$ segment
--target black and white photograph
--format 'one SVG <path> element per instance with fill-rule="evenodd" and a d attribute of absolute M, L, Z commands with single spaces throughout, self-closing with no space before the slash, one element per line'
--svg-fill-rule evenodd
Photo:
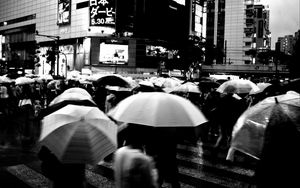
<path fill-rule="evenodd" d="M 0 188 L 300 187 L 299 0 L 0 0 Z"/>

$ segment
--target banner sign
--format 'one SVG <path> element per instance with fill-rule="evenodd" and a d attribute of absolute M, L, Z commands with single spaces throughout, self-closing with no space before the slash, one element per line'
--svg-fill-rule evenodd
<path fill-rule="evenodd" d="M 115 0 L 90 0 L 90 26 L 115 27 Z"/>
<path fill-rule="evenodd" d="M 71 0 L 58 0 L 57 25 L 71 23 Z"/>

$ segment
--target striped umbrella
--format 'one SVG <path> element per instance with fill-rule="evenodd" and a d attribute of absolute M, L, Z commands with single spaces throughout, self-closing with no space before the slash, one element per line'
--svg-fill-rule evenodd
<path fill-rule="evenodd" d="M 62 163 L 97 164 L 117 149 L 117 125 L 97 107 L 69 104 L 43 118 L 40 143 Z"/>

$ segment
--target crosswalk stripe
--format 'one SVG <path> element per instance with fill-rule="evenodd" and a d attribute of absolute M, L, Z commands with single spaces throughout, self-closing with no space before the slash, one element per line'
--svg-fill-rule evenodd
<path fill-rule="evenodd" d="M 240 187 L 251 185 L 254 170 L 235 164 L 227 164 L 222 160 L 210 161 L 205 158 L 201 145 L 179 144 L 177 160 L 179 162 L 180 183 L 184 188 L 197 187 L 199 182 L 205 185 L 219 187 Z M 48 188 L 50 180 L 40 169 L 40 162 L 36 160 L 28 164 L 4 167 L 5 171 L 32 188 Z M 88 187 L 115 187 L 113 180 L 113 161 L 101 162 L 97 166 L 86 166 L 86 182 Z M 168 187 L 168 186 L 166 186 Z"/>
<path fill-rule="evenodd" d="M 191 163 L 197 164 L 198 166 L 208 166 L 208 167 L 214 167 L 220 170 L 224 170 L 224 171 L 228 171 L 228 172 L 232 172 L 232 173 L 236 173 L 236 174 L 240 174 L 240 175 L 244 175 L 244 176 L 248 176 L 248 177 L 252 177 L 254 176 L 254 171 L 250 170 L 250 169 L 245 169 L 245 168 L 241 168 L 238 166 L 226 166 L 222 163 L 218 163 L 218 162 L 210 162 L 208 160 L 205 160 L 201 157 L 194 157 L 194 156 L 183 156 L 180 154 L 177 154 L 177 160 L 182 160 L 182 161 L 189 161 Z"/>
<path fill-rule="evenodd" d="M 48 180 L 48 178 L 46 178 L 40 173 L 37 173 L 31 168 L 28 168 L 24 164 L 9 166 L 6 168 L 6 170 L 32 188 L 49 187 L 50 181 Z"/>

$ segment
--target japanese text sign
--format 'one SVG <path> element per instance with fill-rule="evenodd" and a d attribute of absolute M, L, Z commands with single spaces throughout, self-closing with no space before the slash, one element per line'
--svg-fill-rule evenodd
<path fill-rule="evenodd" d="M 90 26 L 115 26 L 115 0 L 90 0 Z"/>
<path fill-rule="evenodd" d="M 70 24 L 71 0 L 58 0 L 57 24 Z"/>

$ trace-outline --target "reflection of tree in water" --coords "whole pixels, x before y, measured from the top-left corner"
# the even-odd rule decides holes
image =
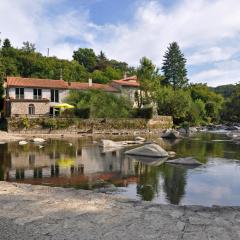
[[[139,176],[137,194],[141,195],[144,201],[153,200],[159,190],[159,168],[137,162],[135,165],[135,173]]]
[[[185,194],[186,172],[184,167],[164,164],[161,166],[164,177],[163,190],[171,204],[179,204]]]

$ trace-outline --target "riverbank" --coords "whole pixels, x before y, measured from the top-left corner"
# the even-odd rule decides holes
[[[119,132],[95,132],[95,133],[9,133],[5,131],[0,131],[0,142],[14,142],[21,140],[30,140],[33,138],[43,138],[43,139],[72,139],[72,138],[82,138],[82,137],[94,137],[94,138],[118,138],[118,137],[129,137],[129,136],[144,136],[153,137],[160,136],[163,130],[157,131],[119,131]]]
[[[158,205],[0,182],[0,239],[239,239],[240,207]]]

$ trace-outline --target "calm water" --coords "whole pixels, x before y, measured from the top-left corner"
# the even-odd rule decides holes
[[[104,151],[91,138],[0,145],[0,180],[95,189],[109,184],[116,194],[157,203],[240,205],[240,147],[225,135],[202,133],[181,141],[157,139],[178,157],[204,165],[186,168],[137,159],[126,149]]]

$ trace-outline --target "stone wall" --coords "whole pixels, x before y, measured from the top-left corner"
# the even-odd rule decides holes
[[[46,101],[11,101],[11,116],[14,115],[28,115],[29,105],[33,104],[35,107],[36,115],[49,114],[50,104]]]
[[[77,133],[77,134],[132,134],[158,133],[173,126],[172,117],[146,119],[73,119],[73,118],[10,118],[8,132],[19,133]]]

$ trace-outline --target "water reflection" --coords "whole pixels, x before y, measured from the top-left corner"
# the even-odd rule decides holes
[[[90,138],[49,140],[43,148],[9,143],[0,145],[0,180],[83,189],[111,183],[124,190],[122,195],[158,203],[240,204],[238,185],[229,180],[232,174],[240,177],[239,162],[226,160],[240,159],[235,143],[214,134],[177,142],[155,140],[177,152],[176,157],[192,156],[206,164],[189,169],[163,159],[125,156],[124,149],[103,152]],[[227,192],[234,197],[227,199]]]

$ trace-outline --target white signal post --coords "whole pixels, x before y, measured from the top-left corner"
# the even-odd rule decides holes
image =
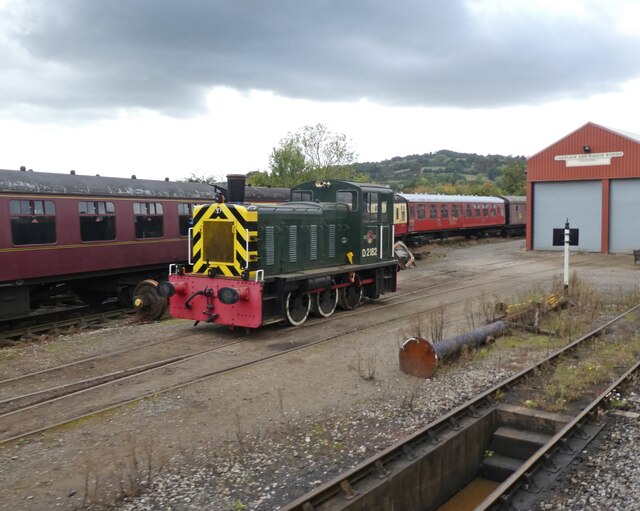
[[[569,219],[564,224],[564,291],[565,293],[569,289]]]

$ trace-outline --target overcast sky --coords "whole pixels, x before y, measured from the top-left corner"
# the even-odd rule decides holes
[[[637,0],[0,0],[0,168],[268,167],[302,126],[359,161],[640,133]]]

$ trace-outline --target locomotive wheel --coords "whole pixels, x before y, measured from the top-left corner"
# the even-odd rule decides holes
[[[287,323],[292,326],[302,325],[311,310],[311,297],[302,291],[291,291],[285,303]]]
[[[158,294],[155,280],[143,280],[133,291],[133,307],[138,318],[154,321],[160,319],[167,310],[167,299]]]
[[[336,311],[336,305],[338,305],[338,291],[325,289],[313,295],[311,308],[318,316],[328,318]]]
[[[355,309],[362,301],[362,286],[353,285],[341,287],[338,290],[338,305],[342,310],[350,311]]]

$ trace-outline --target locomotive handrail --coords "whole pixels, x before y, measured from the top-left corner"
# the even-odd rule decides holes
[[[247,253],[247,258],[244,262],[244,269],[248,270],[249,269],[249,229],[245,229],[246,233],[247,233],[247,237],[245,238],[245,242],[244,242],[244,249],[246,250]]]
[[[192,240],[192,235],[193,235],[193,227],[189,227],[189,230],[187,231],[187,262],[192,265],[193,262],[191,261],[191,240]]]

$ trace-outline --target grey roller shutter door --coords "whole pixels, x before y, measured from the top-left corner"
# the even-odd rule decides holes
[[[611,181],[609,207],[609,252],[640,249],[640,179]]]
[[[553,246],[553,229],[564,227],[568,218],[571,228],[580,229],[580,245],[571,247],[571,250],[600,252],[602,245],[601,181],[534,183],[533,191],[533,248],[535,250],[562,250],[562,247]]]

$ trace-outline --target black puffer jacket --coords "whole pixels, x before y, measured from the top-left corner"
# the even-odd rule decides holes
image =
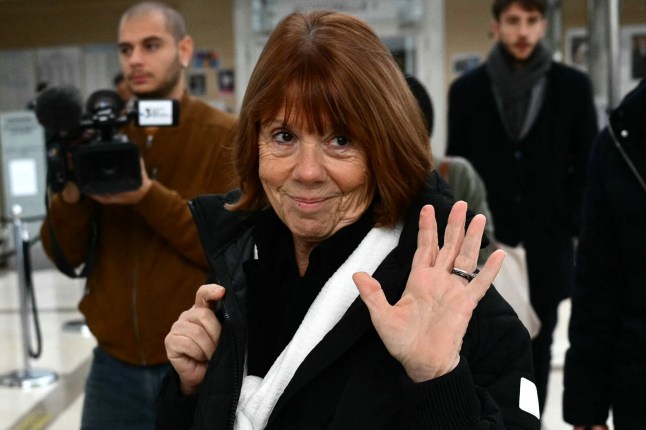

------------------------

**Description of the task**
The lines to return are those with the string "trace" in them; copy each from the entries above.

**Task answer**
$ trace-outline --target "reflection of tree in water" --coords "whole pixels, x before y, measured from the top-left corner"
$ trace-outline --target "riverbank" --coords "whole pixels, x before y, measured from the top-left corner"
$ trace-outline --target "calm water" --coords "whole pixels, x before y, measured from the top-left corner"
$ trace-outline --target "stone wall" --coords "whole pixels, x before y, measured from the top-left corner"
$ trace-outline --target "water reflection" --coords "whole pixels, x before y, measured from the top-left corner"
$ trace-outline --target white signal post --coords "whole pixels, x before y, measured from the top-left corner"
$ trace-outline --target overcast sky --coords "whole pixels, x before y, measured from the top-left corner"
$ trace-outline --target locomotive wheel --coords "whole pixels, x before y, measured from the top-left corner"
$ trace-outline --target locomotive handrail --coords "whole pixels, x before y, measured from the top-left corner"
$ trace-outline --target grey roller shutter door --coords "whole pixels, x before y, measured from the top-left corner"
$ trace-outline --target black puffer jacket --coords "whole pixels, x before y, measured from the top-left corner"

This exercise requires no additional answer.